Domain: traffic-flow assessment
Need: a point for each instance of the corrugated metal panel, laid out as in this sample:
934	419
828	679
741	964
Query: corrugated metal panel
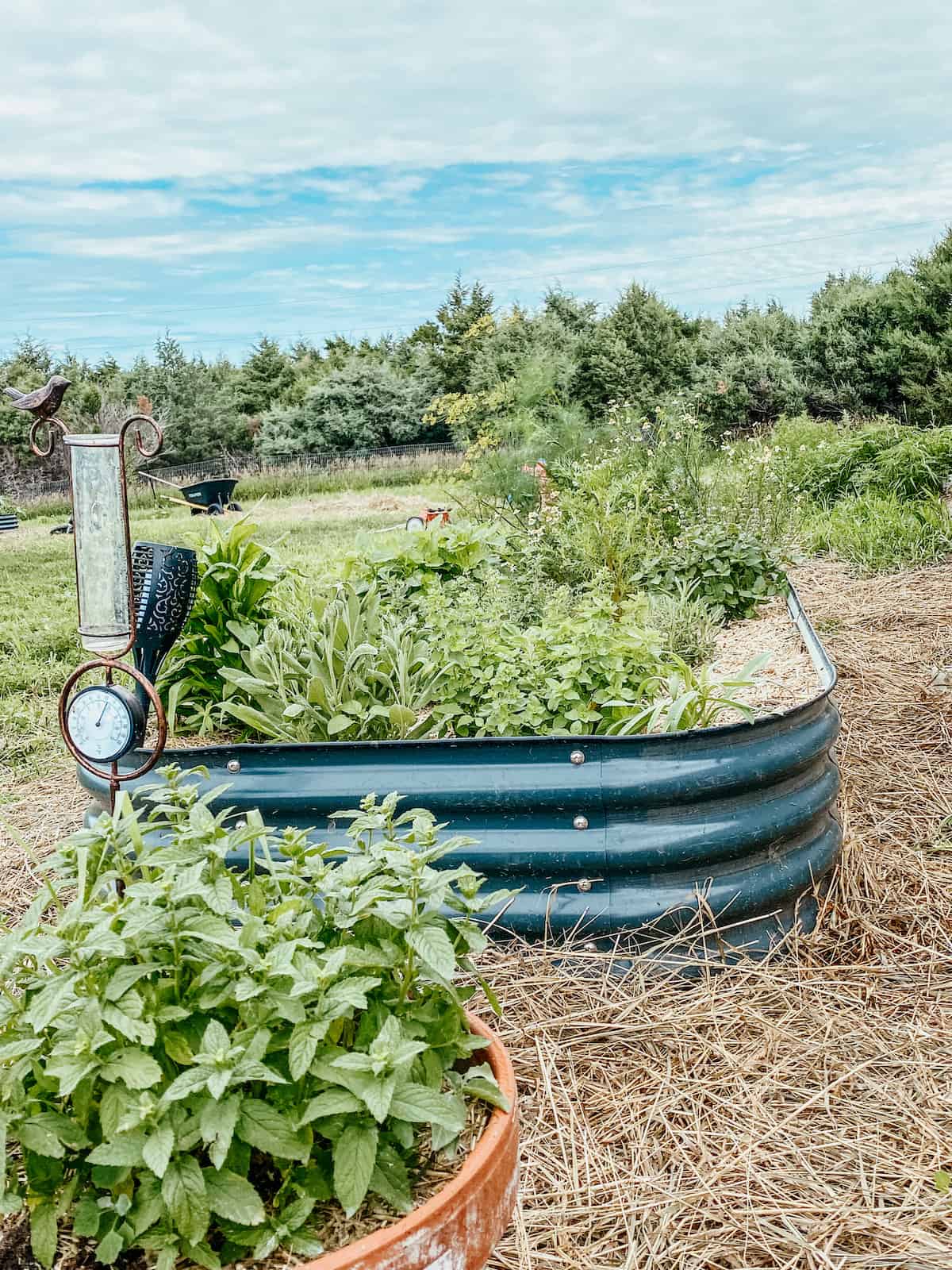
==============================
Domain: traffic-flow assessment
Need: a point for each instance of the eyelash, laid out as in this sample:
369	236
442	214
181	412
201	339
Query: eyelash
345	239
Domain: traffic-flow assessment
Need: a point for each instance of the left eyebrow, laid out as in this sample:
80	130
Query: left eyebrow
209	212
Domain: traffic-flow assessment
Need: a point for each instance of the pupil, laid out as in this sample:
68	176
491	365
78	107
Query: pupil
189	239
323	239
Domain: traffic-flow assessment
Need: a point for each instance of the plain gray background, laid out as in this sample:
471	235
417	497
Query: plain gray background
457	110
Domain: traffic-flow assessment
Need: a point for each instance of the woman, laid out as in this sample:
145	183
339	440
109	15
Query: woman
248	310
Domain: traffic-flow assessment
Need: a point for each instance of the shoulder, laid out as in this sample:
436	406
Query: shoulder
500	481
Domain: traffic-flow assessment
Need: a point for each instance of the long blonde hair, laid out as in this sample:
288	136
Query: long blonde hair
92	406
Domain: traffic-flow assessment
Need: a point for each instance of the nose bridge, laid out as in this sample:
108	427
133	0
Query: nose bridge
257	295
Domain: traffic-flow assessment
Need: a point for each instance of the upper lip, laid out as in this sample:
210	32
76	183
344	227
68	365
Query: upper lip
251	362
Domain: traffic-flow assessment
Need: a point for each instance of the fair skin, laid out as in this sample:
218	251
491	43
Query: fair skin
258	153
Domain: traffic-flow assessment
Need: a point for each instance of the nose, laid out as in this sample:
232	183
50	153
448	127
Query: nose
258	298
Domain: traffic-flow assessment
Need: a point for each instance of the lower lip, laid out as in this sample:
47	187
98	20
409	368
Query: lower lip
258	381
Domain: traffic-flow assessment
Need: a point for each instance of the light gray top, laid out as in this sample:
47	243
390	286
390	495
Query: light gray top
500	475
==============================
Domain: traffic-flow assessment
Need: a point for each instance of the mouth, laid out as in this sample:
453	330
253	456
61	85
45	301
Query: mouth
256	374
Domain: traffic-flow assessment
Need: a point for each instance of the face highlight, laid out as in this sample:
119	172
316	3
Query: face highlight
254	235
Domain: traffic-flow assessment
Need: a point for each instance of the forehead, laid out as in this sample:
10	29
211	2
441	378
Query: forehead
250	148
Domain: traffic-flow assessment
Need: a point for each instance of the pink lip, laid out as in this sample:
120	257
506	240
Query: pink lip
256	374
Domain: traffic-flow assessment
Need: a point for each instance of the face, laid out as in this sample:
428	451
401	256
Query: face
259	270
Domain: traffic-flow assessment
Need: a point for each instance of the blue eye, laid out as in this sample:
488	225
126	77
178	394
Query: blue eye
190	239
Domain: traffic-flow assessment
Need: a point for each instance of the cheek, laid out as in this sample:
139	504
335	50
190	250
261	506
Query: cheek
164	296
==============================
## Exercise details
In the entries above, how many lines contain the word "metal"? Reply with the number alone.

## Exercise result
2